TASK PROMPT: Write out, word for word, the stretch of the night-shift nursing story from "From Chicken Soup" through "want to be happy, practice compassion.".

TEXT SECTION:
+ + + + + + +

14: Nocturnal Poet

14: Nocturnal Poet

From Chicken Soup for the Soul: Inspiration for Nurses

Nocturnal Poet

If you want others to be happy, practice compassion. If you want to be happy, practice compassion.

~Dalai Lama

Over forty years ago, as a newly minted RN, I spread my wings to Los Angeles, California. I had been promised a position working days in the ER, my dream job. But when I got there, all that was available was night shift on the orthopedic ward. I took it unhappily, because going home wasn’t an option.

I hated night shift and disliked orthopedics. The combination was not a good one for me. I was cranky and I knew it. I tried to make up for it, with only dubious degrees of success.

The ward on which I worked was a curious combination of specialties, orthopedics and isolation. It was a very busy ward and we were understaffed for the patient load. We were constantly running, always behind on just about everything. It was a very stressful way to nurse and we staggered home at the end of every shift thinking that the patients deserved better.

+ + + + + + +

EXCERPTED RECORDS:
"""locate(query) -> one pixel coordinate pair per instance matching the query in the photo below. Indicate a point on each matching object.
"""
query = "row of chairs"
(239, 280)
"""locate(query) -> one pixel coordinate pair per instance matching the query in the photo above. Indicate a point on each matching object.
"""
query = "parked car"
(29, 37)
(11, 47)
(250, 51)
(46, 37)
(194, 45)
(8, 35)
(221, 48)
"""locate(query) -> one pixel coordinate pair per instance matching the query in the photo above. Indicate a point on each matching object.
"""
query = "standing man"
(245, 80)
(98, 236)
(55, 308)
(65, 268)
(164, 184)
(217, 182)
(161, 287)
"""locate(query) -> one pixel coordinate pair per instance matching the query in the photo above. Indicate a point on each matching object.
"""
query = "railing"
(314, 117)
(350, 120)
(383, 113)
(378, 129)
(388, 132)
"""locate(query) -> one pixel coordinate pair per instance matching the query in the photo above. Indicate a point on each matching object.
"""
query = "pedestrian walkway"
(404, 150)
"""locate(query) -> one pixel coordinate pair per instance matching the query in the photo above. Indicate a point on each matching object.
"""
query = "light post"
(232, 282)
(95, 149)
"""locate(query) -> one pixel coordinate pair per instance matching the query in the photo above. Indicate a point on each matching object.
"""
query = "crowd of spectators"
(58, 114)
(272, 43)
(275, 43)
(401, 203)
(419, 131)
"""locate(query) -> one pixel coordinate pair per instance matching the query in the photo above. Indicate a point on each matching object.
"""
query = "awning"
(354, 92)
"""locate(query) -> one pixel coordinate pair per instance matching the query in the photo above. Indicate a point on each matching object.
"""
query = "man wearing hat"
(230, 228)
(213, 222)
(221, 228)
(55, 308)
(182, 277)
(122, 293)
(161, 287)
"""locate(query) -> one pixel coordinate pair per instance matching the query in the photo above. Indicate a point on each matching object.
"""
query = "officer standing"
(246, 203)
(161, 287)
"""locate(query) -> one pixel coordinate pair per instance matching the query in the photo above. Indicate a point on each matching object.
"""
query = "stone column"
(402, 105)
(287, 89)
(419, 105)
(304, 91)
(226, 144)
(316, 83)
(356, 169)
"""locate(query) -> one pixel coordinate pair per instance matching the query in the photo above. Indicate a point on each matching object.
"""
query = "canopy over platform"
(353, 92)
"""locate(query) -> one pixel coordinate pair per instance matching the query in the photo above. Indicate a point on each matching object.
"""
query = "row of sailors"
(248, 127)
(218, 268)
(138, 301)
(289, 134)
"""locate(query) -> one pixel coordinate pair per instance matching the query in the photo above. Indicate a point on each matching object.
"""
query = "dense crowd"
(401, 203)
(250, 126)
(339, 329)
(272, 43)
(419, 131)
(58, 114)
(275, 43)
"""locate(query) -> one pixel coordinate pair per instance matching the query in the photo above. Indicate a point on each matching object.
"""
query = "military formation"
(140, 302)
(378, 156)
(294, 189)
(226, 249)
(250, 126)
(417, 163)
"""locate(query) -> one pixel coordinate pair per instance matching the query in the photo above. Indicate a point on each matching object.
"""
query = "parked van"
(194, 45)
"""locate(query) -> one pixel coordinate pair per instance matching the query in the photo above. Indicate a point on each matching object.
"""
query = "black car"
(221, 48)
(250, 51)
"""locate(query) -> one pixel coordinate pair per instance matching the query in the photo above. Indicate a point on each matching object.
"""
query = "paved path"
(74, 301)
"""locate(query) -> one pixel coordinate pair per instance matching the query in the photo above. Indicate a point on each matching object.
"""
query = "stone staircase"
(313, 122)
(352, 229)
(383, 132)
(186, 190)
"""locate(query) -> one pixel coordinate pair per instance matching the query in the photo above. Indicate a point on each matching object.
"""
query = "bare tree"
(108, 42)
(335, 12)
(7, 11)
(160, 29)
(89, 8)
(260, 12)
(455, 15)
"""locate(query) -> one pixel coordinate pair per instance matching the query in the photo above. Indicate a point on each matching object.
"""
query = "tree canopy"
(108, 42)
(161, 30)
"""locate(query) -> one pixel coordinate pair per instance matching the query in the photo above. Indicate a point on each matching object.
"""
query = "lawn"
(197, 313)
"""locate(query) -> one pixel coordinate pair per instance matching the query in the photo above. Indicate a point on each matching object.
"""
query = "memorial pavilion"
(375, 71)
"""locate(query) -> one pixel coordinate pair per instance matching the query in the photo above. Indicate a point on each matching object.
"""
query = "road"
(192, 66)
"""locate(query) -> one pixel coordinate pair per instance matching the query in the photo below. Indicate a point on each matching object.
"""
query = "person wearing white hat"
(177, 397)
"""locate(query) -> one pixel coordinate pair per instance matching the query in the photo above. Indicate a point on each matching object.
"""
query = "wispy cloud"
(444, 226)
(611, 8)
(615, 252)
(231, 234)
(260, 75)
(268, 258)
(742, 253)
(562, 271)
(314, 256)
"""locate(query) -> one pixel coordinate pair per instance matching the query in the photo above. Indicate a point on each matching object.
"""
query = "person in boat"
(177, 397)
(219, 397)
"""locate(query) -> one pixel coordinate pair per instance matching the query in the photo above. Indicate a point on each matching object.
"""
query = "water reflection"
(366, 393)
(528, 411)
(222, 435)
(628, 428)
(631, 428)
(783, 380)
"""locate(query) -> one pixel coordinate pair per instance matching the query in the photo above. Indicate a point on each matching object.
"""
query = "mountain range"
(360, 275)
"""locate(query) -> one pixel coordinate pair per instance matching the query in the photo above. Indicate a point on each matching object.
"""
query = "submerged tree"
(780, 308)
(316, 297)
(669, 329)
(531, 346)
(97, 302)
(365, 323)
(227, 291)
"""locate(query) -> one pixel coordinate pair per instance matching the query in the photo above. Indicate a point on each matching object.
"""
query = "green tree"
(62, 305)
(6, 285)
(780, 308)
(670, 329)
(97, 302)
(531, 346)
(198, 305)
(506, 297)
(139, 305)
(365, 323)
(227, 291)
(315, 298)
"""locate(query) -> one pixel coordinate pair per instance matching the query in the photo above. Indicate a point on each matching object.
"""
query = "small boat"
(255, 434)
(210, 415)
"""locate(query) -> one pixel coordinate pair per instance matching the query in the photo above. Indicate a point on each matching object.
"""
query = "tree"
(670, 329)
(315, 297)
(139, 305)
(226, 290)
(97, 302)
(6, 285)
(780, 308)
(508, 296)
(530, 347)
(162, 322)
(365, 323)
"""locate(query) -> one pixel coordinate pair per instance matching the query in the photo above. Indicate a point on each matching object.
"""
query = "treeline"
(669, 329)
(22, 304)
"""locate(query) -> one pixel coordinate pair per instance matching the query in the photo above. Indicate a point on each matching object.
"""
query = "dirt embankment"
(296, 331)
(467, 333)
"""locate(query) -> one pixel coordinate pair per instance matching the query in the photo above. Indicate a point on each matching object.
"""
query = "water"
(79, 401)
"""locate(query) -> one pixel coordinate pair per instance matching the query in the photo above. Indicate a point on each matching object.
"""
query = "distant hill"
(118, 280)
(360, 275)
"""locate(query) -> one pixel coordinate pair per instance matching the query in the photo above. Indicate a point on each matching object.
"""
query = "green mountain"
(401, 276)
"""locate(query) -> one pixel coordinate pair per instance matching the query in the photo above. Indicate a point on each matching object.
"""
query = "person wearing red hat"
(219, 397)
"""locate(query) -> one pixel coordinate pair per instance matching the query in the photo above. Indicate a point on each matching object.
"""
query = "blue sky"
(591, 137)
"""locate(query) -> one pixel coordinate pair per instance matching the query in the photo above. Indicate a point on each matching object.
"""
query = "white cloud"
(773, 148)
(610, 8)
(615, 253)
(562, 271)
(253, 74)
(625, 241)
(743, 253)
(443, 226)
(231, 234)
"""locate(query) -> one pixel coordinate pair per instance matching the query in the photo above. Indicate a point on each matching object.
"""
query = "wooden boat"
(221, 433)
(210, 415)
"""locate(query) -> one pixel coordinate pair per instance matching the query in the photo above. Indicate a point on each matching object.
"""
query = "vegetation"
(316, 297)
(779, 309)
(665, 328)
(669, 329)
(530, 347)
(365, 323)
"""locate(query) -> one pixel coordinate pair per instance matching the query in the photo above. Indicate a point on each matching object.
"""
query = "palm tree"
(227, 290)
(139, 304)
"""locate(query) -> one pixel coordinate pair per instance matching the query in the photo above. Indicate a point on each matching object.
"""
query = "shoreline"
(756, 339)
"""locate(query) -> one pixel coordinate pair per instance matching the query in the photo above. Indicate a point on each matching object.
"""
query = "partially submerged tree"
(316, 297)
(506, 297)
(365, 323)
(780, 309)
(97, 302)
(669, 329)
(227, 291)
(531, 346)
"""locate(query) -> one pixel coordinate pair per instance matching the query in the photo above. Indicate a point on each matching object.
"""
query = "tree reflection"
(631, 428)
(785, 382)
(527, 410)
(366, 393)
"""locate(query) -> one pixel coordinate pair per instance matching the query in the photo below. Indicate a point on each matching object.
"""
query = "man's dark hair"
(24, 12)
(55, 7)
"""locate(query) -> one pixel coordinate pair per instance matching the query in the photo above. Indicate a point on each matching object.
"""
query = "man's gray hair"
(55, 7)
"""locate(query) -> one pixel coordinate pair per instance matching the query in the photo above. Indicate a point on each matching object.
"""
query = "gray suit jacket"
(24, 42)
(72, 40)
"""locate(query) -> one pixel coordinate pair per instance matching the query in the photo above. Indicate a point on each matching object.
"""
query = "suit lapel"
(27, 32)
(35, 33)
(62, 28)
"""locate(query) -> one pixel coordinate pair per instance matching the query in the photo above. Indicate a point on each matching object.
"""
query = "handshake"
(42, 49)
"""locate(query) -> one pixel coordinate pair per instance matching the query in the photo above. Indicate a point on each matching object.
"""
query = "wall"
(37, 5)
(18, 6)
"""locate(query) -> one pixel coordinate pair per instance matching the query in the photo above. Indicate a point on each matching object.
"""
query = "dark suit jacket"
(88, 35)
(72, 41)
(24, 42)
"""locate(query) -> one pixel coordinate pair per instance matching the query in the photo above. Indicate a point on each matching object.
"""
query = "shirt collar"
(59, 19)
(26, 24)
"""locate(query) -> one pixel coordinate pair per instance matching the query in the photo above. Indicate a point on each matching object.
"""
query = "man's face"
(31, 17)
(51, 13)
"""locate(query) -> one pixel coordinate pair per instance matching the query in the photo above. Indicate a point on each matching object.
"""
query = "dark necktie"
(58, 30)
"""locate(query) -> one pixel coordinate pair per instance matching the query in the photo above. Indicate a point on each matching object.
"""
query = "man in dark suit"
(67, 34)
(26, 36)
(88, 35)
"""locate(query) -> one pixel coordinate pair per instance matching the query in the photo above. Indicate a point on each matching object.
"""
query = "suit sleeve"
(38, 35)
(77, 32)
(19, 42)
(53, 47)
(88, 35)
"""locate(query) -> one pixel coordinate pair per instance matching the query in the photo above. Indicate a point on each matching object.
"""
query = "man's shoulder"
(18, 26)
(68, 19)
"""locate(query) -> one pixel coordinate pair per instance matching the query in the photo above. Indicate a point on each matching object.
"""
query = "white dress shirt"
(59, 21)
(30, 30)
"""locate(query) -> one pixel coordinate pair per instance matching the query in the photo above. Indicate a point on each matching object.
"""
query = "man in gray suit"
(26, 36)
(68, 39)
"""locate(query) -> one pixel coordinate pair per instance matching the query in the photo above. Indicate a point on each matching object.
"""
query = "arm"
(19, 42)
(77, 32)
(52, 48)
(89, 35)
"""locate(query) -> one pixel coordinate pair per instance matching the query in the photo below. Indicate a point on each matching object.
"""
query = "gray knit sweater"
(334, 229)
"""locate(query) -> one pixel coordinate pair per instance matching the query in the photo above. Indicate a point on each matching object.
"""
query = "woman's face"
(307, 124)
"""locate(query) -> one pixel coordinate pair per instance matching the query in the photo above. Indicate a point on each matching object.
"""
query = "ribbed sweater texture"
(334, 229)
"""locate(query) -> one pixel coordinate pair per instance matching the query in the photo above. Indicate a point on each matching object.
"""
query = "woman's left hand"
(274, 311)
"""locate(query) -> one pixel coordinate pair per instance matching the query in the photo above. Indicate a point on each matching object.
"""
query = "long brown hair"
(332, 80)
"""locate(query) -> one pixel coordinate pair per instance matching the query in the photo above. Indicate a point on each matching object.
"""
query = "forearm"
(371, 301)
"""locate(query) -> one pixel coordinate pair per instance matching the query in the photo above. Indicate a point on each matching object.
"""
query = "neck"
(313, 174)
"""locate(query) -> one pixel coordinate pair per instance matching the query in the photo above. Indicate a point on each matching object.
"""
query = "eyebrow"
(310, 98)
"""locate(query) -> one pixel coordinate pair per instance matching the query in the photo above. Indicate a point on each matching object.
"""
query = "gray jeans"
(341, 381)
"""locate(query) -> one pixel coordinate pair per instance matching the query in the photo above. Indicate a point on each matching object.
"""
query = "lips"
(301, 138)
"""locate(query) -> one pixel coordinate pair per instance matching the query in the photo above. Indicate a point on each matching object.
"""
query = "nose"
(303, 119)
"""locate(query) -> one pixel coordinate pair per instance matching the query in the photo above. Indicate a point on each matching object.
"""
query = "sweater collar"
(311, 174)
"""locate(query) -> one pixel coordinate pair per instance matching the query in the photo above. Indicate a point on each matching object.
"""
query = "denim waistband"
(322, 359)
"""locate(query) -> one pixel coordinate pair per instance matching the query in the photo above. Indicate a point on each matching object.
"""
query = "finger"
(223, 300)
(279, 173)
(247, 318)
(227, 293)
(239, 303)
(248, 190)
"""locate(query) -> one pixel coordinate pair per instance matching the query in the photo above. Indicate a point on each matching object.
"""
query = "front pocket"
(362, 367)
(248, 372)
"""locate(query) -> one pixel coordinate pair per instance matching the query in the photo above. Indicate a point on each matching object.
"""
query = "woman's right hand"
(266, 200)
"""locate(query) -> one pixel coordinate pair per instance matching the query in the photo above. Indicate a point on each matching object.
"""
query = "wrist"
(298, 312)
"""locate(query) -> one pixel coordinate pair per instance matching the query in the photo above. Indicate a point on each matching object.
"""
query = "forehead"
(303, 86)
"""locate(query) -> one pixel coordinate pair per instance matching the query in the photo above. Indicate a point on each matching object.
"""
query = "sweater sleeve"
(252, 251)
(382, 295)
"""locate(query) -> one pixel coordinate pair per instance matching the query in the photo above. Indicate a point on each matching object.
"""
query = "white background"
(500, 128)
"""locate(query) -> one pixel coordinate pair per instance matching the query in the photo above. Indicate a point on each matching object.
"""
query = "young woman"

+ + + + + + +

COMPLETED EXERCISE:
From Chicken Soup for the Soul: Inspiration for Nurses

Nocturnal Poet

If you want others to be happy, practice compassion. If you want to be happy, practice compassion.